═══ SOURCE PASSAGE ═══

Boys Will Be Boys
- 1st edition cover
- Author: Myriam Miedzian
- Subject: Psychology
- Genre: Non-fiction
- Publisher: Doubleday
- Publication date: 1991
- Pages: 337
- ISBN: 0-385-23932-7

= Boys Will Be Boys (Miedzian book) =

1991 social sciences book by Myriam Miedzian

Boys Will Be Boys: Breaking the Link between Masculinity and Violence is a 1991 social sciences book by American philosophy professor Myriam Miedzian that explores the roots of violent behaviour in American boys and men.

The book attracted national attention, prompting a three year speaking tour of the United States. Partly the interest was a result of the controversial nature of the contents, which some saw, in the words of the author, as "sexist towards men".

Academics provided mixed reviews.

== Publication ==
Boys Will Be Boys was written by American philosophy professor Myriam Miedzian and has 337 pages.

It was published in by Doubleday the US in June 1991, and then later republished in the United Kingdom. Anchor Press published the book again in 1992. A revised edition was published in 2002.

== Synopsis ==
Boys Will Be Boys states that violence perpetuated by older boys and men is a result of events in their early childhood, including a shortage of guidance from parents. In the book, Miedzian argues that societal norms in the United States drive boys, but not girls, towards violent behaviour. She frames the commonality of male violence mostly as a consequence of their environments, rather than inherently biological, although she notes that testosterone levels in some boys and a few girls, does contribute.

═══ RECORDED DATA ═══

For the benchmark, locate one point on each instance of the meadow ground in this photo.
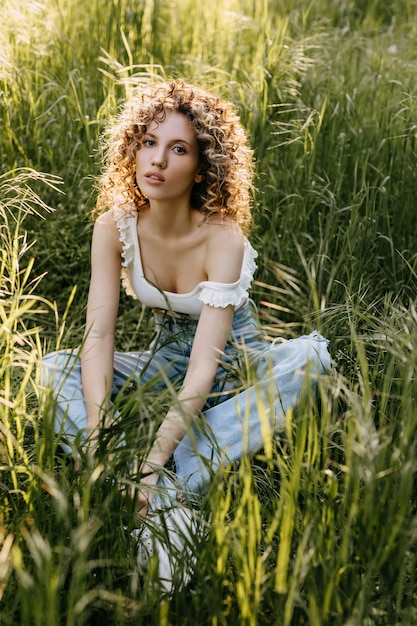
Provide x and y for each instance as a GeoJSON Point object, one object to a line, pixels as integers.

═══

## [ACTION ITEM]
Reproduce the Boys Will Be Boys passage word for word, starting at "The book attracted" and ending at "published in 2002.".

## [RESPONSE FOR THIS EXERCISE]
The book attracted national attention, prompting a three year speaking tour of the United States. Partly the interest was a result of the controversial nature of the contents, which some saw, in the words of the author, as "sexist towards men".

Academics provided mixed reviews.

== Publication ==
Boys Will Be Boys was written by American philosophy professor Myriam Miedzian and has 337 pages.

It was published in by Doubleday the US in June 1991, and then later republished in the United Kingdom. Anchor Press published the book again in 1992. A revised edition was published in 2002.